→ **Goal**:
Turn the data below into a JSON list of strings with one string per line, starting at the first line and running through the line containing "[(495, 284)]", and skip any blank lines. Leave the pictures out of the answer.

— START OF Excerpted records —

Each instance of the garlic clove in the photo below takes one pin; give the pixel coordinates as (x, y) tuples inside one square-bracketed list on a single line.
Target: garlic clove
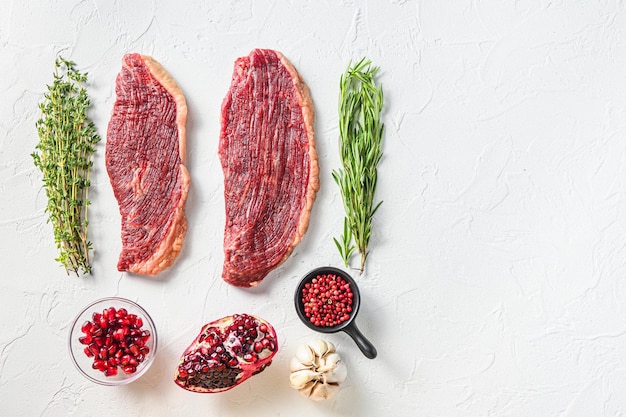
[(308, 388), (305, 355), (317, 370), (328, 362), (321, 347), (299, 379)]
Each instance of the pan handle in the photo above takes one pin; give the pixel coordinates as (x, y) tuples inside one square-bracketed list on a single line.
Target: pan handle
[(365, 345)]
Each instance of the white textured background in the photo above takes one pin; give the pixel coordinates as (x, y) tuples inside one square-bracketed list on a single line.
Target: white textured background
[(495, 285)]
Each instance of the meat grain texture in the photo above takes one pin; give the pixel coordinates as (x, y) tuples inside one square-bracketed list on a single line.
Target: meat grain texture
[(145, 160), (271, 173)]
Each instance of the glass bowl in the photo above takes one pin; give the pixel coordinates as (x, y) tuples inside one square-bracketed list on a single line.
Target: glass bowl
[(85, 363)]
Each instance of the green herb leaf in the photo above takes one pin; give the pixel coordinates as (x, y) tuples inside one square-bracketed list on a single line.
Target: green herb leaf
[(66, 145), (360, 139)]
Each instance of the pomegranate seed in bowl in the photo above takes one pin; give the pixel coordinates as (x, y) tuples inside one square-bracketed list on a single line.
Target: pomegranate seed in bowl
[(113, 341)]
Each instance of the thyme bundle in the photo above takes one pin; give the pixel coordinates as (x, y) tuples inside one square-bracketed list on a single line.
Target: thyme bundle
[(360, 139), (67, 141)]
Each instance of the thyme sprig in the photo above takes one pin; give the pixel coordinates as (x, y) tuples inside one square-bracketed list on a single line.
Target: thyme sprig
[(360, 143), (67, 141)]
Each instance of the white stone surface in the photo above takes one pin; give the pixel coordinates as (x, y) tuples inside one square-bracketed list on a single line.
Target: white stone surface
[(495, 284)]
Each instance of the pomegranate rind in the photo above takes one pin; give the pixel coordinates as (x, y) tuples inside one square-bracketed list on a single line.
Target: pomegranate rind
[(234, 347)]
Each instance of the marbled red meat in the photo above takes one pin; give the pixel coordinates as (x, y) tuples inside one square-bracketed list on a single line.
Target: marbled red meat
[(267, 151), (145, 157)]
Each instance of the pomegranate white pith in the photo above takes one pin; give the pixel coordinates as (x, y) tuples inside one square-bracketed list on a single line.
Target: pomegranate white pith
[(227, 352)]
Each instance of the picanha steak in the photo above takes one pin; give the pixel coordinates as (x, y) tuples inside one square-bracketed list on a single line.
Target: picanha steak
[(145, 160), (267, 152)]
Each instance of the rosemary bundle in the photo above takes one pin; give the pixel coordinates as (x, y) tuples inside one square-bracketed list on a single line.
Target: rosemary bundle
[(67, 141), (360, 134)]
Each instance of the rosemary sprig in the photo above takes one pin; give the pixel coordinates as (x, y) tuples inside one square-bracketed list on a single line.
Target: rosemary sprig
[(66, 145), (360, 139)]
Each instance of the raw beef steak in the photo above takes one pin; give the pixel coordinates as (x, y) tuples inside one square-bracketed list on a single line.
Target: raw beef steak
[(145, 157), (267, 152)]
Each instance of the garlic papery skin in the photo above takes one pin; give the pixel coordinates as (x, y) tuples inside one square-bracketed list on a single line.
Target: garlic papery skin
[(317, 370)]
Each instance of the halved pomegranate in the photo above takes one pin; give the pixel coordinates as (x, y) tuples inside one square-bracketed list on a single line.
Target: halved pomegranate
[(225, 353)]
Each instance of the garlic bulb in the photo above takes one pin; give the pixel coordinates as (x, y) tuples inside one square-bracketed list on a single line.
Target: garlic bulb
[(317, 370)]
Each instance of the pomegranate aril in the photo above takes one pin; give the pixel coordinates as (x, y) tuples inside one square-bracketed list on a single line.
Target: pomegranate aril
[(86, 327), (115, 339), (111, 371), (129, 369)]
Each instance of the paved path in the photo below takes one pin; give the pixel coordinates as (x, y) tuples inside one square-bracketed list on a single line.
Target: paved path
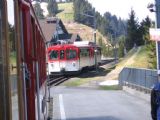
[(89, 104)]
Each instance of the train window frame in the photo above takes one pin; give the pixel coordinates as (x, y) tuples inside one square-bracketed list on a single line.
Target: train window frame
[(62, 57), (68, 56)]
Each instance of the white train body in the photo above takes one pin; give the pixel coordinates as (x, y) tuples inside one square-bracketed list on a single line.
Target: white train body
[(71, 58)]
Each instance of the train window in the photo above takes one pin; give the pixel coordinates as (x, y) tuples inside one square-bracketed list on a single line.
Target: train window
[(53, 55), (71, 54), (62, 54), (84, 52)]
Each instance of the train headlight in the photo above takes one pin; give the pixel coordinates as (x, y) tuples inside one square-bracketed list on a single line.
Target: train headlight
[(52, 65), (74, 64)]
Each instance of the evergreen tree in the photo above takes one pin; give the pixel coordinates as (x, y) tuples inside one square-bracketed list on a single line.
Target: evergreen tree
[(144, 30), (132, 31), (52, 7), (38, 10)]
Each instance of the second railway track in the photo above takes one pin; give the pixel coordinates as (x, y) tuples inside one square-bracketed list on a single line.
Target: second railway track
[(56, 80)]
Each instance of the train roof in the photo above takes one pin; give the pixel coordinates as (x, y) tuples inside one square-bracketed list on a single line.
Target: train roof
[(79, 44)]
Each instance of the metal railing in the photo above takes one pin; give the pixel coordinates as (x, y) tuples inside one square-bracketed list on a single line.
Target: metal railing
[(138, 78)]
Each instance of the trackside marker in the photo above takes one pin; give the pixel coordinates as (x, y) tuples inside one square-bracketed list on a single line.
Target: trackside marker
[(62, 112)]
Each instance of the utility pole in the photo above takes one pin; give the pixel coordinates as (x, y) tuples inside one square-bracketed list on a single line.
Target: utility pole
[(157, 25), (94, 19), (94, 34)]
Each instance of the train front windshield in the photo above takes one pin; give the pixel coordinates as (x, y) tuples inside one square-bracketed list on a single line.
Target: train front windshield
[(53, 55), (71, 54)]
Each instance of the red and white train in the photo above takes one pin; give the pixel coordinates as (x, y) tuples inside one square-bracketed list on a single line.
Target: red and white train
[(72, 58)]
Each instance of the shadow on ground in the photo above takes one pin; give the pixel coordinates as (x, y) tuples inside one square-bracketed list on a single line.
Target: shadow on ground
[(96, 118)]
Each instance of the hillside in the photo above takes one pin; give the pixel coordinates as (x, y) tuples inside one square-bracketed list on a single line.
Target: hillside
[(66, 15), (65, 11), (136, 58)]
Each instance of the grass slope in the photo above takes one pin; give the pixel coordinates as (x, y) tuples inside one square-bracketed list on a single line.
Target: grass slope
[(139, 60), (66, 14)]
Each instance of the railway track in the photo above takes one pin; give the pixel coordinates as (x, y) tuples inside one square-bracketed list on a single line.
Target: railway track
[(56, 80)]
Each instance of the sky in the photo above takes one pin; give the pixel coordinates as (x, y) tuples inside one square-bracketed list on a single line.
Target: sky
[(122, 8)]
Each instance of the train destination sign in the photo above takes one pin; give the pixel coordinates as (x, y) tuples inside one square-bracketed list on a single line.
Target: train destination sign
[(154, 34)]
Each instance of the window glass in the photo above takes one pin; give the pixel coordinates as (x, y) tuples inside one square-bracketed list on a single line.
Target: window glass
[(13, 60), (71, 54), (53, 55), (62, 54)]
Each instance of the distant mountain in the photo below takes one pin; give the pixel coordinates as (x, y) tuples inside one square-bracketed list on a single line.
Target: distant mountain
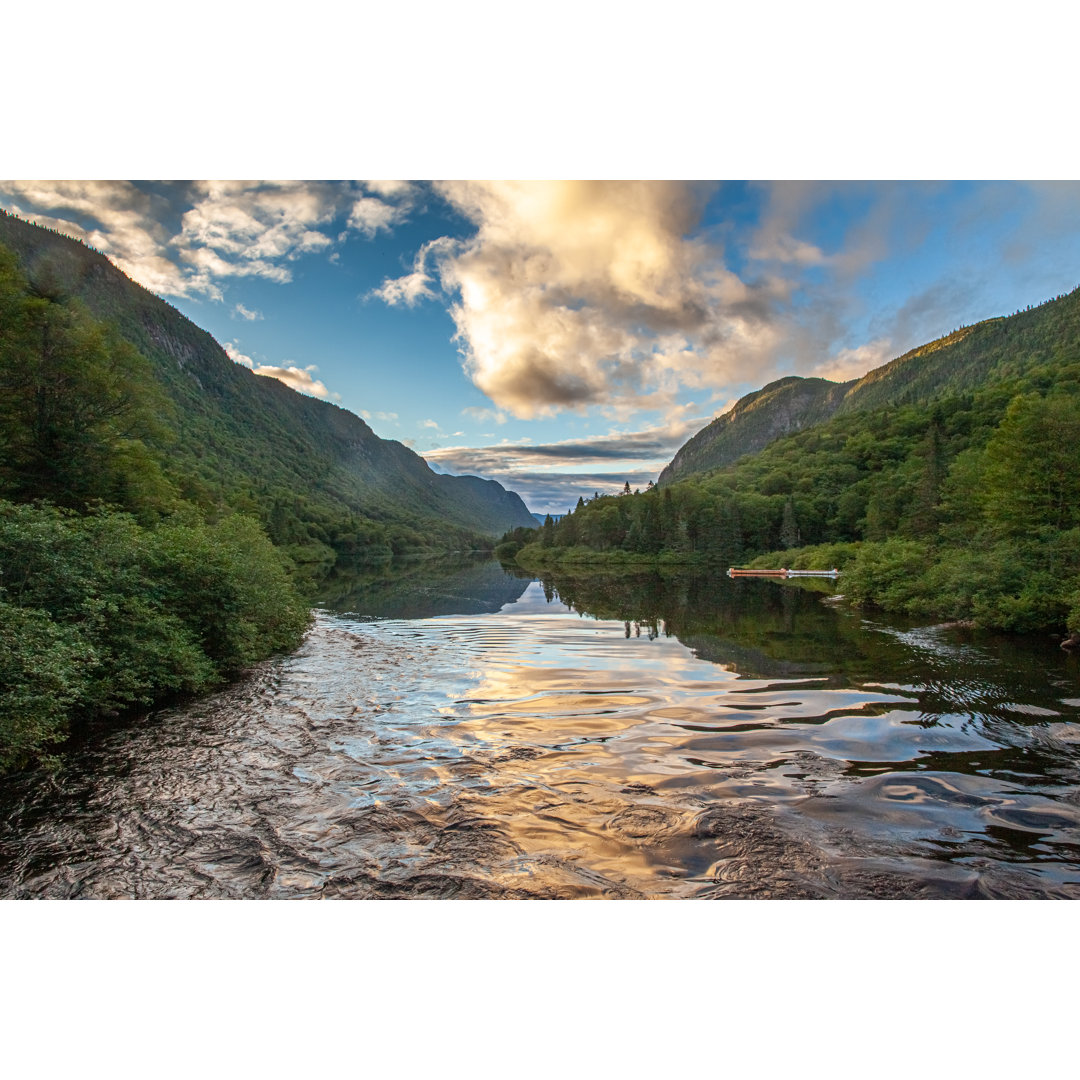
[(250, 441), (967, 360)]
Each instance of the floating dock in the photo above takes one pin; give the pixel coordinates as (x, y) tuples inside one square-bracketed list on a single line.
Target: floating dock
[(736, 572)]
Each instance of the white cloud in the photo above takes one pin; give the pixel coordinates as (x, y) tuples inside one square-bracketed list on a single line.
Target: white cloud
[(300, 379), (391, 189), (574, 294), (125, 227), (369, 215), (232, 351), (854, 363), (482, 415)]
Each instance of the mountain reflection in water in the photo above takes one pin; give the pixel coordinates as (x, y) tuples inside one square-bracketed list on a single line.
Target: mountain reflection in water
[(471, 733)]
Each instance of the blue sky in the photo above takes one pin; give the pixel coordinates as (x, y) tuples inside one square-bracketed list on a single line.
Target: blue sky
[(564, 337)]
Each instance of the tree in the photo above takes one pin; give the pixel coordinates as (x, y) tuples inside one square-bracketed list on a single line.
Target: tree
[(76, 401), (1031, 483)]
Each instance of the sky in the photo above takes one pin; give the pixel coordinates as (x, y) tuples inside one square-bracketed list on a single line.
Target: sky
[(568, 336)]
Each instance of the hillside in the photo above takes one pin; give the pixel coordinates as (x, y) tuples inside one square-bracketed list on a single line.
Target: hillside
[(313, 472), (943, 485), (962, 362)]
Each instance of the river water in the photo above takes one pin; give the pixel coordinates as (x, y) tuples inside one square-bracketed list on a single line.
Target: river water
[(457, 731)]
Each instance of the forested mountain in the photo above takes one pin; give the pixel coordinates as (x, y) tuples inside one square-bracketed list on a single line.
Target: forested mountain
[(315, 474), (961, 362), (944, 484), (162, 508)]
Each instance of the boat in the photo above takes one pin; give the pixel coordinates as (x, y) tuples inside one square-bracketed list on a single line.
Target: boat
[(782, 572)]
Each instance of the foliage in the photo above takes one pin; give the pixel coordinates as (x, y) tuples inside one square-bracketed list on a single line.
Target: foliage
[(966, 504), (99, 613)]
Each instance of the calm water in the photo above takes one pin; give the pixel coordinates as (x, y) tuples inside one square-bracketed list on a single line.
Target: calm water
[(459, 731)]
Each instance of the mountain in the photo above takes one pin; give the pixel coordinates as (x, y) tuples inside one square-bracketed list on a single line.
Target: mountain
[(963, 361), (310, 469)]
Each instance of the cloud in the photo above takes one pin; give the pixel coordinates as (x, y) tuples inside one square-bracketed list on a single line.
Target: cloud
[(575, 294), (369, 215), (551, 476), (392, 189), (298, 378), (115, 216), (854, 363), (187, 239), (235, 355), (413, 287), (483, 415)]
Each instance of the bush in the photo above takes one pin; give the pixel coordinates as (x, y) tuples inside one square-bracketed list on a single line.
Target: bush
[(98, 613)]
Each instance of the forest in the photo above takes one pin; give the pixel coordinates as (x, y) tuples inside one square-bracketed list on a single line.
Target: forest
[(959, 502), (164, 513)]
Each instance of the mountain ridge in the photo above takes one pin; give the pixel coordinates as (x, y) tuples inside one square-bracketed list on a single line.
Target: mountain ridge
[(962, 361)]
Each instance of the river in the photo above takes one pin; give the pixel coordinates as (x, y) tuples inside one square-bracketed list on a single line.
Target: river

— END OF Excerpted records —

→ **Correct output**:
[
  "Each instance of the garlic clove in the photo below takes one pin; give the pixel coordinates as (x, y) tuples inside one square-bracketed list on a single line.",
  "Target: garlic clove",
  "[(308, 388), (305, 355), (317, 370), (328, 362), (321, 347), (299, 379)]",
  "Each instance of the pan handle in the photo above takes one pin; give the pixel coordinates as (x, y) tuples inside one square-bracketed list on a single line.",
  "Target: pan handle",
  "[(365, 345)]",
  "Each instance of the white textured background in the photo above takes one pin; give the pixel coordinates as (x, y) tuples inside one square-bracketed list on a single line.",
  "Target: white textured background",
  "[(495, 285)]",
  "Each instance of the meat grain texture in the photo above takes one pin; give the pixel coordinates as (x, y) tuples inside one square-bracketed list on a single line.",
  "Target: meat grain texture",
  "[(145, 160), (271, 173)]",
  "Each instance of the glass bowl in the photo above takes one pin; give the pixel coordinates as (x, y) tuples inside one square-bracketed list on a single line.",
  "Target: glass bowl",
  "[(85, 363)]",
  "Each instance of the green herb leaf in the photo above takes one pin; give the pixel coordinates as (x, y) tuples inside one square-bracketed list on a single line.",
  "Target: green herb leaf",
  "[(66, 145), (360, 139)]",
  "Each instance of the pomegranate seed in bowl in the photo above takes one pin; give the pixel coordinates as (x, y) tuples inside one square-bracketed list on a single line.",
  "Target: pomegranate seed in bowl",
  "[(113, 341)]",
  "Each instance of the thyme bundle in the photo above takes one pin; give the pixel coordinates as (x, y) tuples inside one square-bracketed list on a single line.",
  "Target: thyme bundle",
  "[(360, 139), (67, 141)]",
  "Each instance of the thyme sprig in the photo above takes one pin; give the pixel coordinates as (x, y) tuples inside one square-bracketed list on a single line.",
  "Target: thyme sprig",
  "[(360, 143), (67, 141)]",
  "Each instance of the white stone surface in the photo above takes one pin; give the pixel coordinates as (x, y) tuples inside one square-bracketed list on a single line.",
  "Target: white stone surface",
  "[(495, 284)]"
]